[EXERCISE PASSAGE]

Now, following the work of the human genome project, scientists are equipped with the tools to answer these questions, and the results will have fundamental implications for health.

In fact, the field is so promising that Rutgers University has established an assistant professorship of nutrigenomics. Dr. Mohammed Rafi is currently setting up a laboratory and research team that will look into diet and cancer.

That is a long-term project, but some results from the field will be exploited in the near future.

"I believe in five years a simple blood test will determine an individual's susceptibility to cardiovascular disease," said consultant Nancy Fogg-Johnson, of the Life Sciences Alliance, who, with colleague Alex Meroli, coined the term nutrigenomics.

Palm-sized devices already exist to analyze DNA, which could be used to detect an individual's susceptibility to cardiovascular disease.

More importantly, nutrigenomics will allow this information to be matched up against food, and food components, that have a positive impact on health for that individual, Fogg-Johnson said.

The idea is that negative foods, such as saturated fats, could be replaced by positive ones that promote cholesterol breakdown. Eating oat bran instead of a Philly cheese steak, for example.

That conclusion doesn't take millions of dollars to figure out, but dietary science is still in the dark about how food reacts with the body on a molecular level. Nutrigenomics will turn on the floodlights.

While diets and DNA will initially be matched up in a broad fashion, genetics will play an increasingly precise role in preventative health care.

It will probably take a lifetime, but Fogg-Johnson says that eventually nutrigenomics will be able to discover diets that prevent or retard the onset of the most serious and widespread of today's killer diseases, like cancer, as well as degenerative diseases like Alzheimer's.

Nutrition tailored both to an individual's genetic make-up and their occupation can also be envisaged, where the diet for, say, an athlete takes into account his or her genetic disposition to maximize its effectiveness.

Strides have already been made in commercializing the potential of nutrigenomic research. One company, Galileo Laboratories, is currently in discussion with food manufacturers to bring their products to market.

Galileo specializes in redox failure, a malfunction in vital cellular energy metabolism which causes illnesses like stroke, heart attack, inflammation and diabetes. The company said it has come up with several compounds that could prevent or retard the onset of these diseases.

"Galileo is basically translating (nutrition research) into more product-based approaches and creating products that prevent (or retard) cardiovascular disease," said Dr. Sekhar Boddupalli, vice president of discovery at Galileo.

Boddupalli also said that nutrigenomics will play an important role in food safety, offering the ability to test the effects of new food components.

[/EXERCISE PASSAGE]
[EXCERPTED DATA]

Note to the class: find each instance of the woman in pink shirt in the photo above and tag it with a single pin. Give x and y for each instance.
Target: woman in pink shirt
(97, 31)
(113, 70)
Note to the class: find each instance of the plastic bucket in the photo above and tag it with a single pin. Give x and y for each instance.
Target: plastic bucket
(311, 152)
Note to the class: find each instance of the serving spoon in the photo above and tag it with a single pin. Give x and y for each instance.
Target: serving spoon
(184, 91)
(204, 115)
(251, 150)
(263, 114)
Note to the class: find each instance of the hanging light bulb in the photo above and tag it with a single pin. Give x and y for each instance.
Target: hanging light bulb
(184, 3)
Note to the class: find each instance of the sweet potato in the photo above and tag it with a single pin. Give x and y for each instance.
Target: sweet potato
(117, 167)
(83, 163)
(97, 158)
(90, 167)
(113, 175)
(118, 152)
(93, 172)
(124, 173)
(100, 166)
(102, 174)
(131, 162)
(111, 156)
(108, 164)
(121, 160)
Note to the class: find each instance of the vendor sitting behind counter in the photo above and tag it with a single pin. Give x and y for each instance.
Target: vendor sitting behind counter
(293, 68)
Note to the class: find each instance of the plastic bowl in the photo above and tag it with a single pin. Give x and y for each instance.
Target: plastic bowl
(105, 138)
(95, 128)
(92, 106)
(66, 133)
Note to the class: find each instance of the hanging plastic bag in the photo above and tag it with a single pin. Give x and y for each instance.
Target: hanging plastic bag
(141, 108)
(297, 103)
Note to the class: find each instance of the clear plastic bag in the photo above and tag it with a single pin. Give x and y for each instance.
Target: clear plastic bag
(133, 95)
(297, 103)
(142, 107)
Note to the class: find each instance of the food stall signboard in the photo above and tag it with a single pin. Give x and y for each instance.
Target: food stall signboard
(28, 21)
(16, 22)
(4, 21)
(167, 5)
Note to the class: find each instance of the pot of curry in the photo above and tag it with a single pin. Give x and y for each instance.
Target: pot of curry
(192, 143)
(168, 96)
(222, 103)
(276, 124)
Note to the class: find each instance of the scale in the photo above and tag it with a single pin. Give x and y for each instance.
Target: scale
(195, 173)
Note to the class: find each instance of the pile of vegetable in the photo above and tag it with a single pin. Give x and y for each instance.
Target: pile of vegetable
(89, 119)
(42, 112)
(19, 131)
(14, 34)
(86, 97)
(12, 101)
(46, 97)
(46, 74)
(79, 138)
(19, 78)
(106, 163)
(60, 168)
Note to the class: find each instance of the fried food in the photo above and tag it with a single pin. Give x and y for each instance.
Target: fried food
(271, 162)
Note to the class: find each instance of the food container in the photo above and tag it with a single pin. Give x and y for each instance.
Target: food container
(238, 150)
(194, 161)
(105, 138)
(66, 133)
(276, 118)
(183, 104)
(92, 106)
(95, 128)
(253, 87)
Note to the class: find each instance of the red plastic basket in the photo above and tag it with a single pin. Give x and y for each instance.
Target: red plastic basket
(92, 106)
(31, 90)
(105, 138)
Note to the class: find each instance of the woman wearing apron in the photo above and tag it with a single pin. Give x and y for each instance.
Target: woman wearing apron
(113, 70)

[/EXCERPTED DATA]
[EXCERPTED DATA]

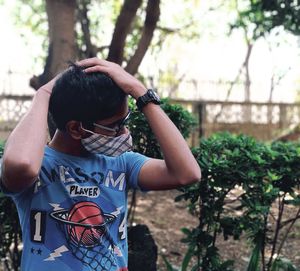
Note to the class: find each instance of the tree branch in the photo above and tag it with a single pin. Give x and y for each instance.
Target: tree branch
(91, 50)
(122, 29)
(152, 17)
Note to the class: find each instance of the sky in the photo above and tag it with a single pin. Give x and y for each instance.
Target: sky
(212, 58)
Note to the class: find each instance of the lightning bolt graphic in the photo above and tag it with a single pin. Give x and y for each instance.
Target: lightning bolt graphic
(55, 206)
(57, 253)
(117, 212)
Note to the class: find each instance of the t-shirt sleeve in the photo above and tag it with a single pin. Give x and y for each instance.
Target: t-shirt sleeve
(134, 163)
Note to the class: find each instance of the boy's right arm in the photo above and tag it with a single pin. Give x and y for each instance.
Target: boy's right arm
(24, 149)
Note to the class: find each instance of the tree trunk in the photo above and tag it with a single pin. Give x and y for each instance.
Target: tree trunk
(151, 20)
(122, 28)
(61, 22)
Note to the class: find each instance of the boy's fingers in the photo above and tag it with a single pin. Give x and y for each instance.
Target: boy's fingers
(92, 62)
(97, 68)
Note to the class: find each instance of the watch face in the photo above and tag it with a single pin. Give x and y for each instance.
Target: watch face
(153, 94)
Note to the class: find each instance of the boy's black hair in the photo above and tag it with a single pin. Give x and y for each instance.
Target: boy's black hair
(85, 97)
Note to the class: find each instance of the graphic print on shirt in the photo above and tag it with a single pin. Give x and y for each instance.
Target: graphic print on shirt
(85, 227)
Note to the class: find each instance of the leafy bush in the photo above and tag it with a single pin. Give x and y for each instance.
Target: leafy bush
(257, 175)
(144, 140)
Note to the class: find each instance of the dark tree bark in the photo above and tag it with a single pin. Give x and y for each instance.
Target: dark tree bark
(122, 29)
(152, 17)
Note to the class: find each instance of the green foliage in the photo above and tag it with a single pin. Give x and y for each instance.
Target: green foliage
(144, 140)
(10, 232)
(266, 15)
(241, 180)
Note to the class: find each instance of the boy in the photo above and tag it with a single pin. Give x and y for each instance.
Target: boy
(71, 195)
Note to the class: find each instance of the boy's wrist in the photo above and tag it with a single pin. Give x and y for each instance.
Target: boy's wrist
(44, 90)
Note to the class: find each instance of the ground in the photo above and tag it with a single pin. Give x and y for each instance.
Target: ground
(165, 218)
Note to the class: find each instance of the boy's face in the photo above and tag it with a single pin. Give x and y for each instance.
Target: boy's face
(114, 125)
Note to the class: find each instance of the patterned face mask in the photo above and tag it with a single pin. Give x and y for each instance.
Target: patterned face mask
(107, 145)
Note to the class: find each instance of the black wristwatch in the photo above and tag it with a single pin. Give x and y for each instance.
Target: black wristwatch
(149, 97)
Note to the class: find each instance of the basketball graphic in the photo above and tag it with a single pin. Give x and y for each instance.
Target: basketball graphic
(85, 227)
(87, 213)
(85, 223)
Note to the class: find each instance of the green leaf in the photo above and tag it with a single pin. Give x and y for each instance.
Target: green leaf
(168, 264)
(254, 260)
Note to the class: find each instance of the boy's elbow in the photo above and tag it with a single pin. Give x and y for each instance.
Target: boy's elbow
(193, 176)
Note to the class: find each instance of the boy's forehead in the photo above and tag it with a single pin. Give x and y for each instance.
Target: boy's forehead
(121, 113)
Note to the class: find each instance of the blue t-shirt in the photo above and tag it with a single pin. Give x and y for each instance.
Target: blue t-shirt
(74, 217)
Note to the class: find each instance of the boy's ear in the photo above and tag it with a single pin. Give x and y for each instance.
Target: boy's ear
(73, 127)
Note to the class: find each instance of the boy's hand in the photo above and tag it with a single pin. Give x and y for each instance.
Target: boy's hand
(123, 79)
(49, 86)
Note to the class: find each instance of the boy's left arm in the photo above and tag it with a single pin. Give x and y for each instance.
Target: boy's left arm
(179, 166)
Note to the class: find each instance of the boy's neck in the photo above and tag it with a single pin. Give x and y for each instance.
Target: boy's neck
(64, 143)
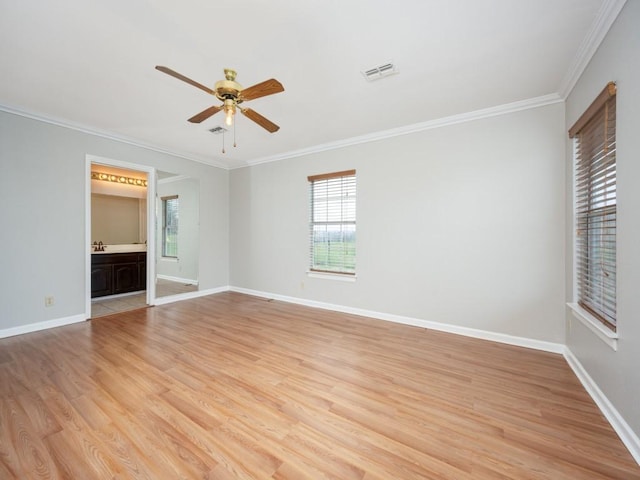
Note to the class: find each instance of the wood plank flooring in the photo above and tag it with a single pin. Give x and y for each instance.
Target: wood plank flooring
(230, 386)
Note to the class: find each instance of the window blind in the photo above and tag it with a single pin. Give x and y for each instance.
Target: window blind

[/EXCERPTED DATA]
[EXCERPTED DATA]

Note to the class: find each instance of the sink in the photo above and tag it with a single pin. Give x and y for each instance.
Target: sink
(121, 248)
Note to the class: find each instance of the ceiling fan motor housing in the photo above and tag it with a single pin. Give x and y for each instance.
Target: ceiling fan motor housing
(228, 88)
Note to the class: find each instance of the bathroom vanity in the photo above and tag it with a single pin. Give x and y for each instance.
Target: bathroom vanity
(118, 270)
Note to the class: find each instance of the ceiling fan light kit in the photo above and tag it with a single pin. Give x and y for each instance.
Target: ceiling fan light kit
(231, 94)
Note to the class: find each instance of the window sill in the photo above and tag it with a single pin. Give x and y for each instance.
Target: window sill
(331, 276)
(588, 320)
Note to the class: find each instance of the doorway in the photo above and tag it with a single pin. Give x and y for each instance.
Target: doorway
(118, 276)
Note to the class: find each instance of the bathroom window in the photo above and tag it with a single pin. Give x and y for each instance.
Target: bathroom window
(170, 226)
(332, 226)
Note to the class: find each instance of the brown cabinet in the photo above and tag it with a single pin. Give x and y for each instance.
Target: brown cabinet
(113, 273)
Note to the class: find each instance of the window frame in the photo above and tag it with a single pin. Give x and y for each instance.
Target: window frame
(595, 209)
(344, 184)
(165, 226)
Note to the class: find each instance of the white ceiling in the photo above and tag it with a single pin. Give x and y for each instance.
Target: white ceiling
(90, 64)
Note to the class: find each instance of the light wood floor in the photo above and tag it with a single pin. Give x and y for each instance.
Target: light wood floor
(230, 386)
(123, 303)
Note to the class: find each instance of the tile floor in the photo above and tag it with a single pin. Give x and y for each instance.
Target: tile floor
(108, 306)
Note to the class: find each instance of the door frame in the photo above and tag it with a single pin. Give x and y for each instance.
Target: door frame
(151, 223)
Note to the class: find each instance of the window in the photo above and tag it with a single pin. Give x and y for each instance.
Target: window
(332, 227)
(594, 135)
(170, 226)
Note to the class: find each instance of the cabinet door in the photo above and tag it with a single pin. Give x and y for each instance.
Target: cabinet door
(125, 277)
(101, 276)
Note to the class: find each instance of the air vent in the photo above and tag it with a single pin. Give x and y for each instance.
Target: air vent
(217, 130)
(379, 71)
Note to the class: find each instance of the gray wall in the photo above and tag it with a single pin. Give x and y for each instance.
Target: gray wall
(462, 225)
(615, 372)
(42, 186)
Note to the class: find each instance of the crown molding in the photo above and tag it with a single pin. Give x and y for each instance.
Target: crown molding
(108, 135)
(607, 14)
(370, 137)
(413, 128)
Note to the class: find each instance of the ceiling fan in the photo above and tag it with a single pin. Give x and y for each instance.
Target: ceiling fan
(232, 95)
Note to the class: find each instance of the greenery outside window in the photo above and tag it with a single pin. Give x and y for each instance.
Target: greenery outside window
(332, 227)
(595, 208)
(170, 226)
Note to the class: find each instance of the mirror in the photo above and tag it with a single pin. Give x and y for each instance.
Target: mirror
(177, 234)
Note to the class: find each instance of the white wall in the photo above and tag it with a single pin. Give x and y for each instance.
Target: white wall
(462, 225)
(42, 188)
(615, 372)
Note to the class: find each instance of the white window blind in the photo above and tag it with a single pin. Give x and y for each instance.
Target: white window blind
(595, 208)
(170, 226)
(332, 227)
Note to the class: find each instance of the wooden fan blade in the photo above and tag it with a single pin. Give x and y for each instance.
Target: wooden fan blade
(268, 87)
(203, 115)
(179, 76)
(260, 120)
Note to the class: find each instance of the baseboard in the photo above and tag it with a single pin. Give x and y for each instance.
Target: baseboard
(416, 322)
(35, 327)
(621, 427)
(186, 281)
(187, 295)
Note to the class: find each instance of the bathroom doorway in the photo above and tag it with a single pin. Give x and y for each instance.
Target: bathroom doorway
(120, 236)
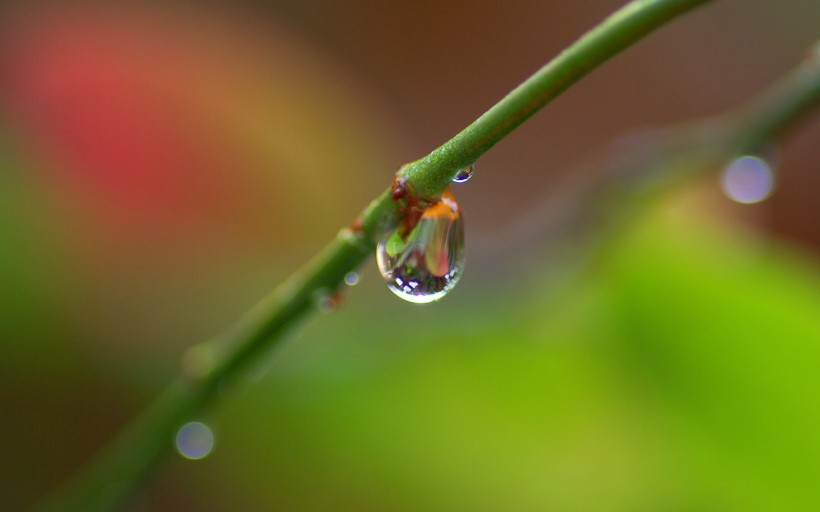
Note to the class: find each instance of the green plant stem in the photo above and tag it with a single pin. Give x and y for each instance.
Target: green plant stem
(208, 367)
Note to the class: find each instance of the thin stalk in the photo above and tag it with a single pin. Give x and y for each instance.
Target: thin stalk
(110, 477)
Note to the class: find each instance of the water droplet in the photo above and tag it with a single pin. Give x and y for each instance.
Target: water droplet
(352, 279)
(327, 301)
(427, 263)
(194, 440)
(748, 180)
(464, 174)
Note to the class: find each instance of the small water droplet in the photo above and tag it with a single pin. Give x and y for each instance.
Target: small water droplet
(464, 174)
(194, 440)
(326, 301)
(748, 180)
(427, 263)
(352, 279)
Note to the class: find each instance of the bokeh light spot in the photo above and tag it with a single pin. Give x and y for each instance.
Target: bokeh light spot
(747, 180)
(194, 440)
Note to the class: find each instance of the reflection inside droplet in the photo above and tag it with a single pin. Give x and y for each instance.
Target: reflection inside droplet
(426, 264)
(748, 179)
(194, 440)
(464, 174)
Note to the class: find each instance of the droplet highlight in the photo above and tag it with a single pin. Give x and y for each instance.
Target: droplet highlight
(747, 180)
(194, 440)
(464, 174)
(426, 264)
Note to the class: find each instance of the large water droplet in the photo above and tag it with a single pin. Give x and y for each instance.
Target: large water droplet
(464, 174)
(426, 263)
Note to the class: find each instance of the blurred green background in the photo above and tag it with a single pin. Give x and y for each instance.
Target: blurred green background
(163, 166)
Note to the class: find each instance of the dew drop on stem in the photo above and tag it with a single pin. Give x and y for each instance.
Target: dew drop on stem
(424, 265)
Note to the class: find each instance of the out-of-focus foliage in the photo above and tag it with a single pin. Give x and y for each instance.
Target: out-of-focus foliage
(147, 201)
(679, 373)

[/EXCERPTED DATA]

# WORK TO COMPLETE
1: In the passage on nutrigenomics, take the part that opens with the words containing "That conclusion doesn't" and closes with "maximize its effectiveness.". Write it out again, substituting "spotlights" for "floodlights".
2: According to the passage on nutrigenomics, who coined the term nutrigenomics?

# ACTIVITY ANSWERS
1:
That conclusion doesn't take millions of dollars to figure out, but dietary science is still in the dark about how food reacts with the body on a molecular level. Nutrigenomics will turn on the spotlights.

While diets and DNA will initially be matched up in a broad fashion, genetics will play an increasingly precise role in preventative health care.

It will probably take a lifetime, but Fogg-Johnson says that eventually nutrigenomics will be able to discover diets that prevent or retard the onset of the most serious and widespread of today's killer diseases, like cancer, as well as degenerative diseases like Alzheimer's.

Nutrition tailored both to an individual's genetic make-up and their occupation can also be envisaged, where the diet for, say, an athlete takes into account his or her genetic disposition to maximize its effectiveness.

2: Nancy Fogg-Johnson and her colleague Alex Meroli.